▶ **What needs to be done**
Put each line of the material below into a JSON list of strings, one string per line and with blank lines left out. Begin at the first line and stop after the line containing "115;189;196;282", including both ends.

◇ ◇ ◇ ◇

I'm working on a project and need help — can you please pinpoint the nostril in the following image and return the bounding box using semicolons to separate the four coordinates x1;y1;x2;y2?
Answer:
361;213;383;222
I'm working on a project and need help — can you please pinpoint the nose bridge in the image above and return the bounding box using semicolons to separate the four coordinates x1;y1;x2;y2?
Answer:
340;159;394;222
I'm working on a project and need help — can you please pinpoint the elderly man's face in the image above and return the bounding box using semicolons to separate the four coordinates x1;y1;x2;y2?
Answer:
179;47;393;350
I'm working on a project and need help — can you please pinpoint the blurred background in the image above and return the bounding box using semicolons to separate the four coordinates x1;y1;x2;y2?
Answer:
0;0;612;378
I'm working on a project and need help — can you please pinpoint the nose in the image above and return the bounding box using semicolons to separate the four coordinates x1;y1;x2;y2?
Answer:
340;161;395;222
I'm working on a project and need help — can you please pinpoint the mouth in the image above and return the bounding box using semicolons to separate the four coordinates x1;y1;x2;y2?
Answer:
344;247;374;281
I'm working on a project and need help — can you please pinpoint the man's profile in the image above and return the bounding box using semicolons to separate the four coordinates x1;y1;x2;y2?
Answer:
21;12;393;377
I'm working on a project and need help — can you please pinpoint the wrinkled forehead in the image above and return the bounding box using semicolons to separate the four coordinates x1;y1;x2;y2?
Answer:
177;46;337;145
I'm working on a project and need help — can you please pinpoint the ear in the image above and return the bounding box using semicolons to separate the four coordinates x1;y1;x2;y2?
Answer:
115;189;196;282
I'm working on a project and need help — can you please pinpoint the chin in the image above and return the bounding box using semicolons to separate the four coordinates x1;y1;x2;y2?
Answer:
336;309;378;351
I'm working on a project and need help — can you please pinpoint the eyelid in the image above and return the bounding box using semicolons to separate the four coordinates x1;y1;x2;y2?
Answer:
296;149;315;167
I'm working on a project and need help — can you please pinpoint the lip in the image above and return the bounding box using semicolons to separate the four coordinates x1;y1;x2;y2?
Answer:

◇ ◇ ◇ ◇

▶ **Solution**
[
  "I'm working on a project and need help — can you please pinpoint the nostril in the following image and return the bounding box using semicolons to separate the four coordinates x1;y1;x2;y2?",
  "Answer:",
  "361;213;383;222",
  "I'm working on a project and need help — can you please pinpoint the nose bridge in the image above and return the bounding box using semicolons to separate the four coordinates x1;y1;x2;y2?",
  "Answer:",
  "340;159;394;222",
  "I'm working on a project and need help — can you please pinpoint the elderly man's face in the image above and return the bounding box using semicolons to separate the four coordinates x1;y1;x2;y2?",
  "Answer:",
  "179;47;393;350",
  "I'm working on a project and need help — can you please pinpoint the blurred background in the image above and return the bounding box using semicolons to separate the four coordinates x1;y1;x2;y2?",
  "Answer:",
  "0;0;612;378",
  "I'm working on a project and need help — can you please pinpoint the nose in the image above and return the bounding box using semicolons to separate the four coordinates x1;y1;x2;y2?",
  "Answer:",
  "340;161;395;222",
  "I'm working on a project and need help — can you please pinpoint the mouth in the image above and return the bounding box using semicolons to separate the four coordinates x1;y1;x2;y2?",
  "Answer:",
  "344;247;374;281",
  "I'm working on a project and need help — can you please pinpoint the man's profile in the image above and return the bounding box using semicolons to separate the four coordinates x1;y1;x2;y2?",
  "Answer:",
  "21;12;393;377",
  "I'm working on a project and need help — can you please pinpoint the wrinkled forehead in the image above and return the bounding box using semicolons to separate the four coordinates x1;y1;x2;y2?",
  "Answer:",
  "177;46;337;145",
  "I'm working on a project and need help — can you please pinpoint the ear in the image above and return the bounding box using semicolons to separate the four coordinates x1;y1;x2;y2?",
  "Answer:",
  "115;189;196;282"
]